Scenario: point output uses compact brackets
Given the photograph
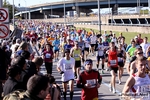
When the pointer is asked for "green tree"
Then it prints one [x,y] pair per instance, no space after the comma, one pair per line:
[6,4]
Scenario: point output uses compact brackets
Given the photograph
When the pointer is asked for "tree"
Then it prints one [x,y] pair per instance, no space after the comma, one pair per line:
[6,4]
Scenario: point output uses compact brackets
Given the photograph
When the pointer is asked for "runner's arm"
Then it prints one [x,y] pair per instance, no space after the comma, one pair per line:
[132,68]
[79,82]
[128,85]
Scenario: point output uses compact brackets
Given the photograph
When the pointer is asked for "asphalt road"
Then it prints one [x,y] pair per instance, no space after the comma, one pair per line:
[104,93]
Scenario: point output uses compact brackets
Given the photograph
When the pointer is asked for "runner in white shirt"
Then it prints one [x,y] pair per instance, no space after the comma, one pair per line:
[66,67]
[93,42]
[137,86]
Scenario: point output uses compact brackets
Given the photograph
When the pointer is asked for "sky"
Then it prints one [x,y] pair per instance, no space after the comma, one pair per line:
[24,3]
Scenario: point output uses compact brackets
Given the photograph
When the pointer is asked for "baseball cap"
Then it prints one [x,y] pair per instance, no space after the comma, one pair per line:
[88,61]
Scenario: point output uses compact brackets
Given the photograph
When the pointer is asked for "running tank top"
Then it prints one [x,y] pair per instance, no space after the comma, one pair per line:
[76,55]
[112,59]
[141,86]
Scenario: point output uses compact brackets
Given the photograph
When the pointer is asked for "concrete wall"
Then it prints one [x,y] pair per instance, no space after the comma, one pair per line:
[118,28]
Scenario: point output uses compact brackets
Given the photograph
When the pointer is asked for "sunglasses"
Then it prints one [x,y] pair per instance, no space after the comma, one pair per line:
[140,53]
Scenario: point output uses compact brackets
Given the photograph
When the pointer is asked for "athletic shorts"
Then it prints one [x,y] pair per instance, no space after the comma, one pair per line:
[77,64]
[92,45]
[68,81]
[115,69]
[100,57]
[121,64]
[86,49]
[56,51]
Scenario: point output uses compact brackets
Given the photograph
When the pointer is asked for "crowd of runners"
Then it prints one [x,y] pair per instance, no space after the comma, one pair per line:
[43,43]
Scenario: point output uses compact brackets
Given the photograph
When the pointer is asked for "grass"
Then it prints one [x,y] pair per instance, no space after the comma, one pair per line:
[127,35]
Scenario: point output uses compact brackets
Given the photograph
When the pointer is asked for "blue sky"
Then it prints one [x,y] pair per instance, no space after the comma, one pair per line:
[25,3]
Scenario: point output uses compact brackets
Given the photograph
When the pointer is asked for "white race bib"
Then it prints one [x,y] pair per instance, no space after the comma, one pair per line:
[47,55]
[113,62]
[92,82]
[143,88]
[68,68]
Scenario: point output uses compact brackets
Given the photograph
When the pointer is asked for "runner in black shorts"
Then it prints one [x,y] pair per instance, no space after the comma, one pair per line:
[100,54]
[121,61]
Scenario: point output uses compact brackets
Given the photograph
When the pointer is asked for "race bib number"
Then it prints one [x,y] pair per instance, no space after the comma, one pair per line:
[47,55]
[113,62]
[143,88]
[120,59]
[57,45]
[68,68]
[76,55]
[92,82]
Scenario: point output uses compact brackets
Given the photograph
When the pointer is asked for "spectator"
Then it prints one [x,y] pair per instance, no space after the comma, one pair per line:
[12,83]
[88,82]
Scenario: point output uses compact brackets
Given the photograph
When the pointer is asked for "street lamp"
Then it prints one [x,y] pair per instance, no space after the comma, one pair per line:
[64,13]
[149,6]
[26,8]
[13,14]
[99,15]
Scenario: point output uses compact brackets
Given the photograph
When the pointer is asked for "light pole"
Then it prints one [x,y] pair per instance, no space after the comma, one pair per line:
[51,11]
[149,6]
[99,15]
[64,13]
[26,8]
[1,3]
[13,14]
[109,7]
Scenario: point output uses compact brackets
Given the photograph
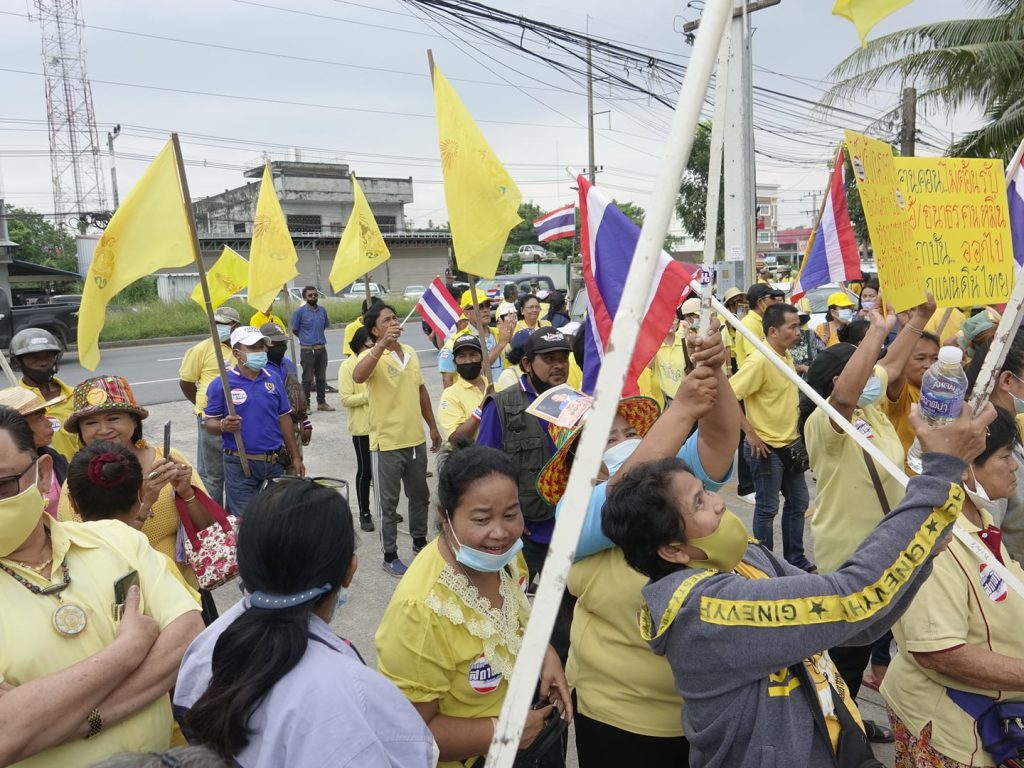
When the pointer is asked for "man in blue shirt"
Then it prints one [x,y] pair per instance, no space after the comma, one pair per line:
[262,417]
[309,324]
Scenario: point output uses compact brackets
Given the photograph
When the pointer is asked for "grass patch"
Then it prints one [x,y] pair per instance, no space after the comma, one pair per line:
[157,320]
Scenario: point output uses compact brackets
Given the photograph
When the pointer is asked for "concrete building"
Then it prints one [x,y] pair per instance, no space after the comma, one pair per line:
[316,200]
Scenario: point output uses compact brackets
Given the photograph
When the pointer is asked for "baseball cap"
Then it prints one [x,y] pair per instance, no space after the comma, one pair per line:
[466,341]
[273,332]
[247,335]
[546,340]
[226,314]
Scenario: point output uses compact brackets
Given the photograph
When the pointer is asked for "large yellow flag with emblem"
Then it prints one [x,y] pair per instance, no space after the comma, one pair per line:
[482,200]
[147,232]
[271,256]
[866,13]
[361,247]
[228,274]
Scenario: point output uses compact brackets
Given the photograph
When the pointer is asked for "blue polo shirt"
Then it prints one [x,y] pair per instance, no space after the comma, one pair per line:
[260,402]
[309,324]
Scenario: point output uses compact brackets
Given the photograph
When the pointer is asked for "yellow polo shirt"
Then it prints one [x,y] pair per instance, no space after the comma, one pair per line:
[457,404]
[200,368]
[604,638]
[741,348]
[393,387]
[67,443]
[97,554]
[840,524]
[770,398]
[963,602]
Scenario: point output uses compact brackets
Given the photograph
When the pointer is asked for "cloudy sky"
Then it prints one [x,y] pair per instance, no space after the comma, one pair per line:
[347,81]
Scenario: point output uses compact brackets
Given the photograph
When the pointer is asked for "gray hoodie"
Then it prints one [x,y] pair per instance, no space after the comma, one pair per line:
[729,639]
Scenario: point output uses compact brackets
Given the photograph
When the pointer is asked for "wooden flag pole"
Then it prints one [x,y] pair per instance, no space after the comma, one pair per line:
[221,369]
[519,695]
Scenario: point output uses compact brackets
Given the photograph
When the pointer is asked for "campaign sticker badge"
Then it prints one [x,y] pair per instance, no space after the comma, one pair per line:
[992,583]
[482,679]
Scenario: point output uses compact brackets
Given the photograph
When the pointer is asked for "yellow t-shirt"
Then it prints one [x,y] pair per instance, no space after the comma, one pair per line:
[770,398]
[97,554]
[162,527]
[353,397]
[65,442]
[848,508]
[200,368]
[429,640]
[617,680]
[742,348]
[457,404]
[963,602]
[395,420]
[670,364]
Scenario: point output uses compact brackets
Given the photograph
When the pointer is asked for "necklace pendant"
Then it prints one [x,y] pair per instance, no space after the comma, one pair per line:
[69,620]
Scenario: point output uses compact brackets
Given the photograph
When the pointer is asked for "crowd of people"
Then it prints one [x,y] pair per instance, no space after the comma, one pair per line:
[683,639]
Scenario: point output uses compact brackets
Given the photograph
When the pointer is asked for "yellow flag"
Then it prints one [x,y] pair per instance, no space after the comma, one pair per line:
[482,200]
[271,256]
[228,275]
[866,13]
[147,232]
[361,247]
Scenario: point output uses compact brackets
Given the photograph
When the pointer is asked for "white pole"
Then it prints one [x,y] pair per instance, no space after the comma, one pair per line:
[609,385]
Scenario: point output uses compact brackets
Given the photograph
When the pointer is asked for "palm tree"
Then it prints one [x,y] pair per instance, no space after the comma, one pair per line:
[963,62]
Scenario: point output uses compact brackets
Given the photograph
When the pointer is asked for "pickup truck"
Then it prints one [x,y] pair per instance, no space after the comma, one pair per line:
[59,318]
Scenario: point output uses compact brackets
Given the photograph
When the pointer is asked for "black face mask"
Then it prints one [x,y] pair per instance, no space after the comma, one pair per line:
[469,371]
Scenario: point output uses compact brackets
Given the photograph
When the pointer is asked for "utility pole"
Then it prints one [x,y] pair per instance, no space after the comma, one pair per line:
[908,127]
[111,135]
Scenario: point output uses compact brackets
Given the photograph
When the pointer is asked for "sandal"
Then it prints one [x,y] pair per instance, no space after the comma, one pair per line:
[878,733]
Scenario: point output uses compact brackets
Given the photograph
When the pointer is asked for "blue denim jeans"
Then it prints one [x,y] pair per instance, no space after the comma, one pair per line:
[769,478]
[239,488]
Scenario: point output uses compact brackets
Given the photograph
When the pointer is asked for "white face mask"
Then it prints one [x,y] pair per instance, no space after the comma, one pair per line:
[616,456]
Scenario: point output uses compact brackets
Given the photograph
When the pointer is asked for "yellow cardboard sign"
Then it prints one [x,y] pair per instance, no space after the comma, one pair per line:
[961,224]
[888,220]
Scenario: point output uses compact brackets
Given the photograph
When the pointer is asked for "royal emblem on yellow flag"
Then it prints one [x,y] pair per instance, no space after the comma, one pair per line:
[482,200]
[866,13]
[228,274]
[150,231]
[271,255]
[361,247]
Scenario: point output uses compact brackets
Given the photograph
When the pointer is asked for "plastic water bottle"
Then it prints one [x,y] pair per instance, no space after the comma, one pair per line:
[942,390]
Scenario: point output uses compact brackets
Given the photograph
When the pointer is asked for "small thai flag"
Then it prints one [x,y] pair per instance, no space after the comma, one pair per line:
[556,224]
[438,308]
[1015,195]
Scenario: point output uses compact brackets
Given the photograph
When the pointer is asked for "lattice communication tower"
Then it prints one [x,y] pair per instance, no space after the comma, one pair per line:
[78,177]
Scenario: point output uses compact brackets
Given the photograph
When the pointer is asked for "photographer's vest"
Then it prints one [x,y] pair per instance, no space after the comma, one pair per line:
[527,445]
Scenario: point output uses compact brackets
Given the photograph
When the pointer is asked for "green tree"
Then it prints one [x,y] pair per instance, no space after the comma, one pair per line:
[691,205]
[39,241]
[966,62]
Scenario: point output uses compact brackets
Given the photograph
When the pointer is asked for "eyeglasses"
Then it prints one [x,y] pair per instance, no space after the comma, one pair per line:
[11,484]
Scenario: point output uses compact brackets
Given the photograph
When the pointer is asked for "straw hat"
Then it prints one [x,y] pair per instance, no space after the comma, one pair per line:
[102,393]
[26,401]
[640,412]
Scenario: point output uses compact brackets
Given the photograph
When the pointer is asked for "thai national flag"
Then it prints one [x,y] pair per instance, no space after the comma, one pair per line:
[832,255]
[556,224]
[1015,193]
[608,239]
[438,308]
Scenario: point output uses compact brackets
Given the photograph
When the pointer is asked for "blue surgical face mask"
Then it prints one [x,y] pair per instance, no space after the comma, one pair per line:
[871,393]
[615,456]
[255,360]
[483,561]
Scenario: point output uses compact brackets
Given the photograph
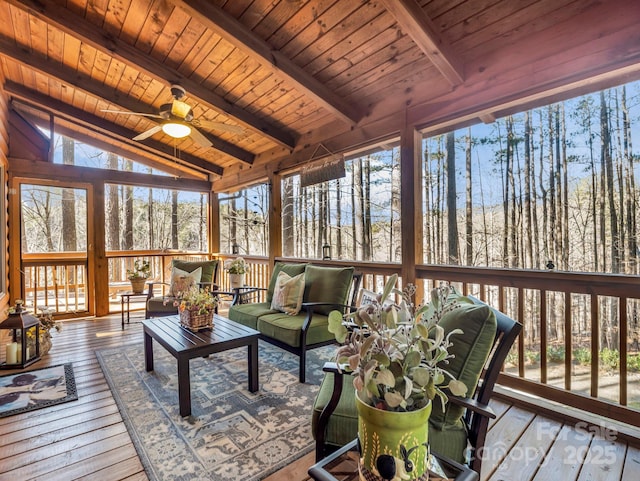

-=-=-=-=-

## What you should do
Please extract from the material above every line that contains the word "crowd", treating case as significant.

## Exercise response
When the pointer is asked for "crowd of runners"
When the pointer is asked for "crowd of people"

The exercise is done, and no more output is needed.